Every entry below must be repeated exactly; skip the pictures.

=== MATERIAL FOR THIS TASK ===

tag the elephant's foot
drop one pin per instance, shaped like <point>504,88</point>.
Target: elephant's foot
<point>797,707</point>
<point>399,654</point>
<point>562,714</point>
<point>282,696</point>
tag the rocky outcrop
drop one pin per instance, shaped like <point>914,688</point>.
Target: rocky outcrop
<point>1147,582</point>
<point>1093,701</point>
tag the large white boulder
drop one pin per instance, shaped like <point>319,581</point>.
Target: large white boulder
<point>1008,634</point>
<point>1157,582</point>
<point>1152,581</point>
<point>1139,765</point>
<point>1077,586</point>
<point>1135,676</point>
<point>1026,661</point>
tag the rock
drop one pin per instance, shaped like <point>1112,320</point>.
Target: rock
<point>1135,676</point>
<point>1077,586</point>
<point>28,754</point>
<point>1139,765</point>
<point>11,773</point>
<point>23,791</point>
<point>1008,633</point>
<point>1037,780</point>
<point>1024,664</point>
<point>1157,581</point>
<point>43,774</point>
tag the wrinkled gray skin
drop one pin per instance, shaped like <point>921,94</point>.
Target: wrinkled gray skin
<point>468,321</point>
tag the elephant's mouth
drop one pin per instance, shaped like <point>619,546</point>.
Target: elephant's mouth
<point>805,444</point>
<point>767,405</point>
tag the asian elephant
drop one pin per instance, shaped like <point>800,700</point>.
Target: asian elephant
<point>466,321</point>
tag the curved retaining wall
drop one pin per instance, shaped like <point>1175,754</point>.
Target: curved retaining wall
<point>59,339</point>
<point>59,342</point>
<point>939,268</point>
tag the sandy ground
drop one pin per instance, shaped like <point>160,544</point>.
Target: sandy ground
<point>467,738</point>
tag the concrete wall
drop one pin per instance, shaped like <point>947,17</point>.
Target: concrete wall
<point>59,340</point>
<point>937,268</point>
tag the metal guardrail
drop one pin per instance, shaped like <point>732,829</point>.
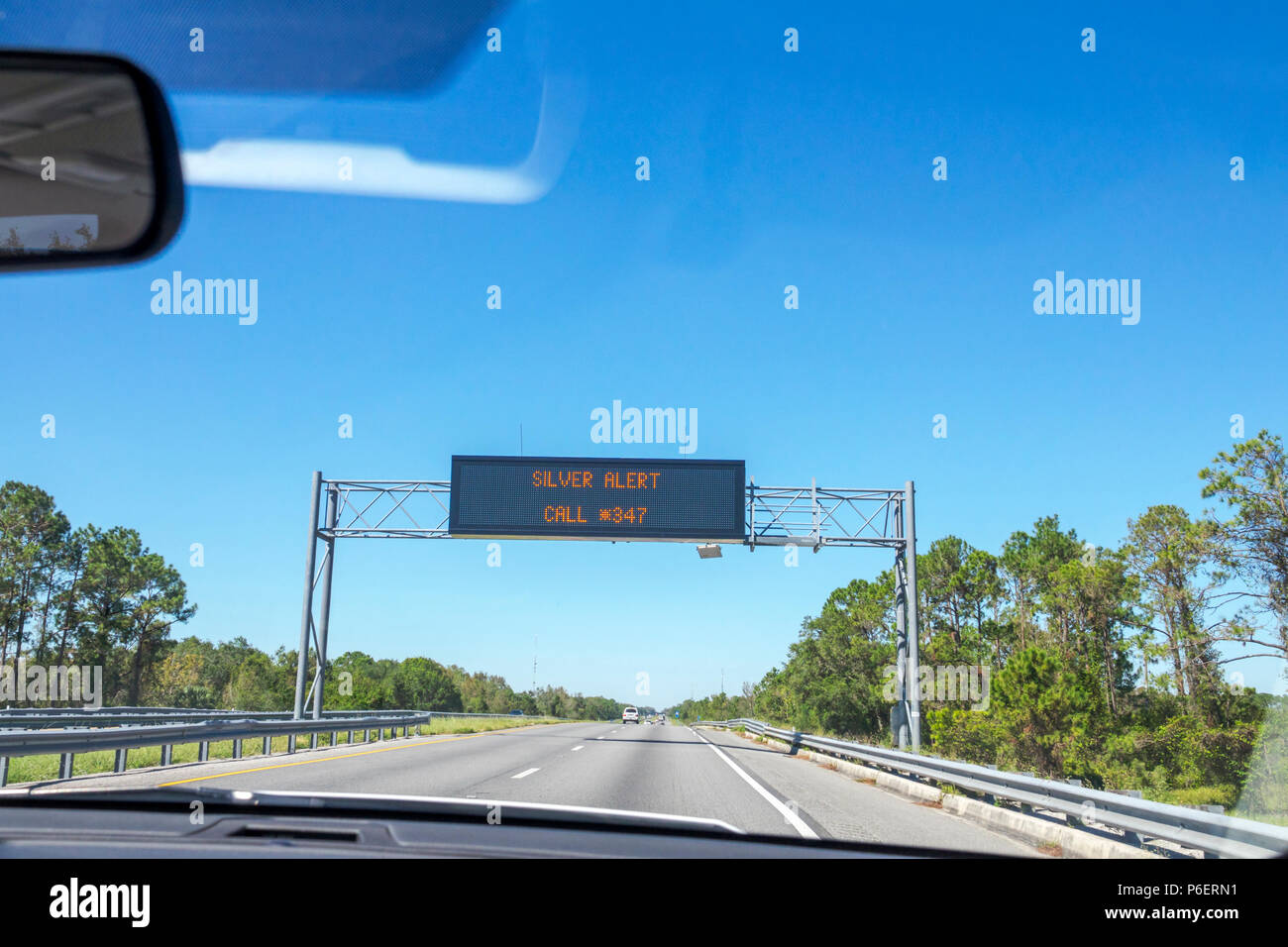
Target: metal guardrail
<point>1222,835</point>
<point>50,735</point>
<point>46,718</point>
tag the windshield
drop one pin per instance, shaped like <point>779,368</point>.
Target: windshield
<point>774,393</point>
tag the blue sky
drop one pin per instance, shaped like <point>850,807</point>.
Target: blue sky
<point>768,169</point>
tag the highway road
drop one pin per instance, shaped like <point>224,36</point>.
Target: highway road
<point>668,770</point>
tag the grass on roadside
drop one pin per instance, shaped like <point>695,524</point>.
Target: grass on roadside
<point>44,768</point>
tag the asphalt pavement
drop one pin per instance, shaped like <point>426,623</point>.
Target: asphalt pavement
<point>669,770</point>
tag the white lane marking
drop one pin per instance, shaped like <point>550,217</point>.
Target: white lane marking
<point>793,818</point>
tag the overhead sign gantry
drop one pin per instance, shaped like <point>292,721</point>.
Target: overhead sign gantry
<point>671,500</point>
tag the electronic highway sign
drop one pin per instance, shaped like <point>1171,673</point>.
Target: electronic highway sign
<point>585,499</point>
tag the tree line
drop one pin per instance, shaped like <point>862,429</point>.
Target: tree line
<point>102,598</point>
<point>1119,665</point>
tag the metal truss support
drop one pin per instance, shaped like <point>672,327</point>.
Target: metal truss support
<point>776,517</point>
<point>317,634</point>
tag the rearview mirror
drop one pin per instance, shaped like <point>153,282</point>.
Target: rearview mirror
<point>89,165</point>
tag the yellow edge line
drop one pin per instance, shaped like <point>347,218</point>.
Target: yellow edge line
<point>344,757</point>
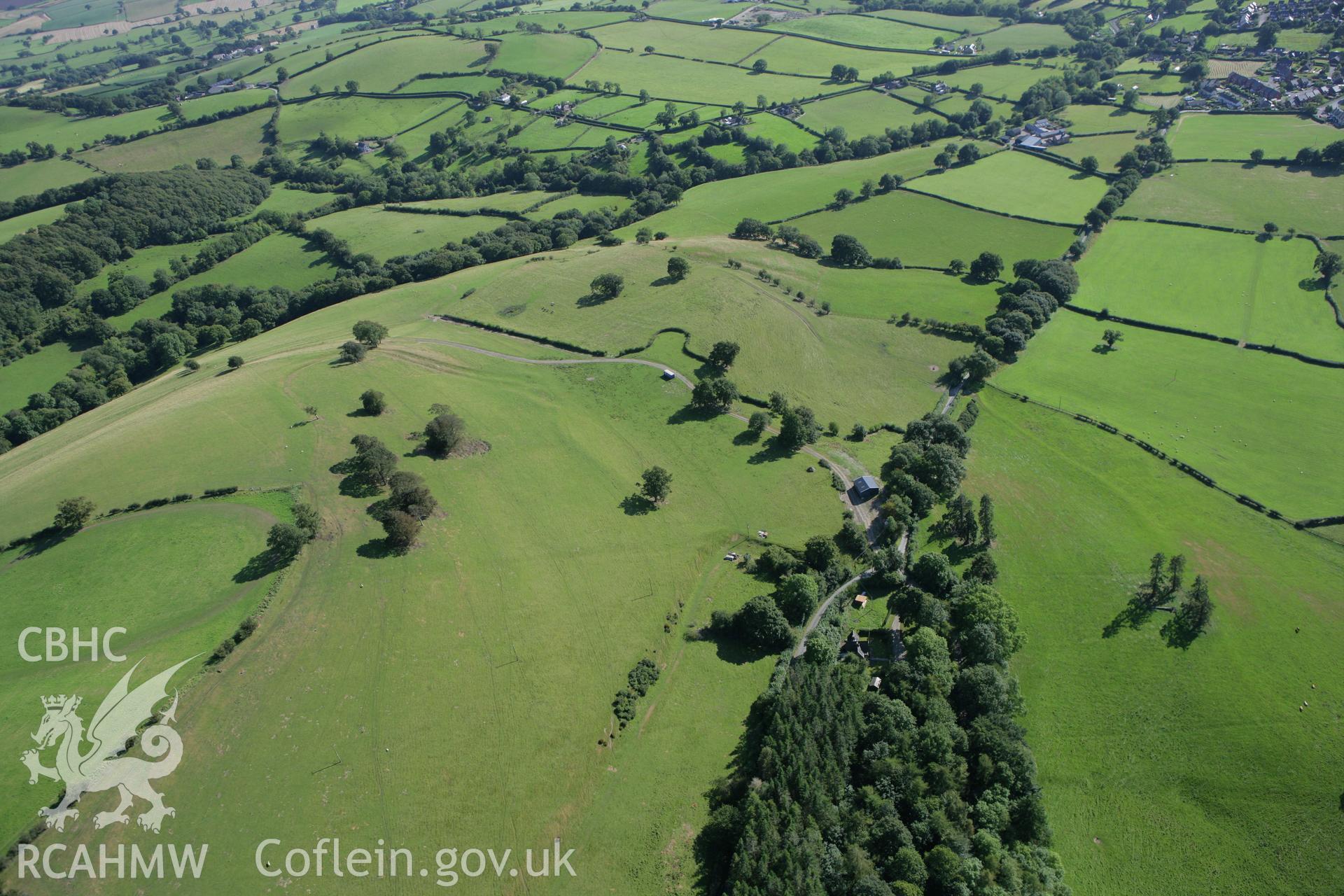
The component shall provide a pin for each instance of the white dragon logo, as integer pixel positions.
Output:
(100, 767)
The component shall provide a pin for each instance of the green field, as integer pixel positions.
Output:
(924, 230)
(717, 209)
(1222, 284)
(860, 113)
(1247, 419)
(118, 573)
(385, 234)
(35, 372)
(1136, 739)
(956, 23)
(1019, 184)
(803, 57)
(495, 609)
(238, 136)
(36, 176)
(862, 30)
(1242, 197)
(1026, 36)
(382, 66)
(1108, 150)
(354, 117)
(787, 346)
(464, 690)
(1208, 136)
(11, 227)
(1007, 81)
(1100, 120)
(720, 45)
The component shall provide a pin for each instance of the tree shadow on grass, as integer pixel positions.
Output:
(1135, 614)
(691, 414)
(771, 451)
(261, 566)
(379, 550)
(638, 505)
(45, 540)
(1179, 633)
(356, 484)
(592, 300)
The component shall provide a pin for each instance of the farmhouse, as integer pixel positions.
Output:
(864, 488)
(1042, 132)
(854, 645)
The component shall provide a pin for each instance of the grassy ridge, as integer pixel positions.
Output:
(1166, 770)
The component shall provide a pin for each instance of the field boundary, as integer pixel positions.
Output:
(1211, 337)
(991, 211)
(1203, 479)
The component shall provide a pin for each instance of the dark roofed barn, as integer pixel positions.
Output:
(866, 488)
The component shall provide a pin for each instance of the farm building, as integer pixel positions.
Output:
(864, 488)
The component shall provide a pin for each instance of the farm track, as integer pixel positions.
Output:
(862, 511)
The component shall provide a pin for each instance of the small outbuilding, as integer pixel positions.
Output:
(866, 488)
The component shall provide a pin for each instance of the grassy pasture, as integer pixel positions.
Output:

===

> [OUTPUT OF THE EXERCISE]
tag the elephant's foot
drop one pin per instance, shaped like <point>504,88</point>.
Target: elephant's foot
<point>797,707</point>
<point>399,654</point>
<point>562,714</point>
<point>282,696</point>
tag the rocky outcrop
drop one pin per instance, shaped like <point>914,688</point>.
Target: rocky outcrop
<point>1147,582</point>
<point>1093,701</point>
tag the large white boulder
drop one pin per instance, shaped like <point>319,581</point>.
Target: large white boulder
<point>1008,634</point>
<point>1157,582</point>
<point>1152,581</point>
<point>1139,765</point>
<point>1077,586</point>
<point>1135,676</point>
<point>1026,661</point>
tag the rock
drop one pin per instance, shaped like <point>1112,320</point>.
Target: rock
<point>1135,676</point>
<point>1077,586</point>
<point>28,754</point>
<point>1139,765</point>
<point>11,773</point>
<point>23,791</point>
<point>1008,633</point>
<point>1037,780</point>
<point>1024,664</point>
<point>1157,581</point>
<point>43,774</point>
tag the wrinkled gray skin
drop one pin per instance, shaped like <point>921,94</point>.
Target: wrinkled gray skin
<point>468,321</point>
tag the elephant's mouth
drop one pin per instance, shaped like <point>619,546</point>.
Target: elephant's mouth
<point>805,444</point>
<point>767,405</point>
tag the asian elephant
drop one pin per instance, shaped like <point>800,700</point>.
Target: asian elephant
<point>466,321</point>
tag the curved retaining wall
drop one pin per instance, shaped like <point>1175,754</point>.
Target: curved retaining wall
<point>59,339</point>
<point>59,342</point>
<point>939,268</point>
tag the sandy ground
drop one pin per instance, shaped like <point>160,544</point>.
Target: sandy ground
<point>467,738</point>
tag the concrete wall
drop one pin per instance, shaped like <point>947,17</point>.
Target: concrete wall
<point>59,340</point>
<point>937,268</point>
tag the metal guardrail
drop one pin per instance, shaped like <point>732,829</point>.
Target: metal guardrail
<point>1222,835</point>
<point>50,735</point>
<point>46,718</point>
tag the windshield
drop one pin per instance, shaped like <point>779,368</point>.
Target: windshield
<point>774,393</point>
tag the blue sky
drop one pin per instance, shaped like <point>850,807</point>.
Target: blue sky
<point>768,169</point>
tag the highway road
drop one pin per instance, shaped like <point>224,36</point>.
Target: highway road
<point>668,770</point>
tag the grass on roadside
drop one pin per instance, shaped like <point>695,524</point>.
Target: grass on roadside
<point>44,768</point>
tag the asphalt pavement
drop one pin per instance, shaped like <point>426,623</point>.
Target: asphalt pavement
<point>669,770</point>
tag the white lane marking
drop one pin per instance, shaped like <point>550,217</point>.
Target: white lane marking
<point>793,818</point>
tag the overhead sign gantry
drop one pin per instance, shaped like <point>292,721</point>.
Target: overhead sign gantry
<point>671,500</point>
tag the electronic highway sign
drop one pin per instance, shaped like <point>1171,673</point>.
Target: electronic highway sign
<point>585,499</point>
tag the tree line
drop one pin per instance, shaped like <point>862,429</point>.
Target: tree line
<point>102,598</point>
<point>1119,665</point>
tag the metal truss support
drop one pin per instance, shaped like <point>672,327</point>.
Target: metal truss support
<point>776,517</point>
<point>317,634</point>
tag the rearview mirror
drop one pin per instance, shaped like <point>153,282</point>.
Target: rearview mirror
<point>89,165</point>
tag the yellow edge line
drop one pin per instance, shaped like <point>347,218</point>.
Target: yellow edge line
<point>344,757</point>
The component shall provide a pin for each instance of the white dragon logo, as integer pixel positions.
Output:
(100, 767)
The component shall provide a pin for each instance of the green field, as integer pixel positions.
Output:
(924, 230)
(717, 209)
(1222, 284)
(860, 113)
(1247, 419)
(118, 573)
(385, 234)
(35, 372)
(1136, 739)
(956, 23)
(1019, 184)
(803, 57)
(495, 609)
(238, 136)
(36, 176)
(862, 30)
(1242, 197)
(1026, 36)
(382, 66)
(1108, 150)
(354, 117)
(787, 346)
(464, 690)
(1208, 136)
(11, 227)
(1007, 81)
(1100, 120)
(720, 45)
The component shall provide a pin for each instance of the tree shadow on grass, as integer pixel positions.
Output:
(1135, 614)
(691, 414)
(771, 451)
(261, 566)
(379, 550)
(638, 505)
(45, 540)
(1179, 633)
(356, 484)
(592, 300)
The component shall provide a pin for each instance of the farmhouse, as integer pixel positions.
Output:
(864, 488)
(1042, 132)
(854, 645)
The component shall provide a pin for each instance of the grassy ridge, as integer pixel positions.
Output:
(1166, 770)
The component shall provide a pin for each instance of the field boundary, as integer pixel positions.
Output:
(1211, 337)
(991, 211)
(1203, 479)
The component shall provide a pin for each instance of the dark roofed barn, as integer pixel positions.
Output:
(866, 488)
The component shall provide a pin for each instance of the farm building, as integer pixel positions.
Output:
(864, 488)
The component shall provide a pin for each instance of the farm track, as integer pixel positions.
Output:
(862, 511)
The component shall provide a pin for each instance of the small outbuilding, as integer pixel positions.
Output:
(866, 488)
The component shall provide a pin for each instance of the grassy pasture, as integer pixel positions.
Output:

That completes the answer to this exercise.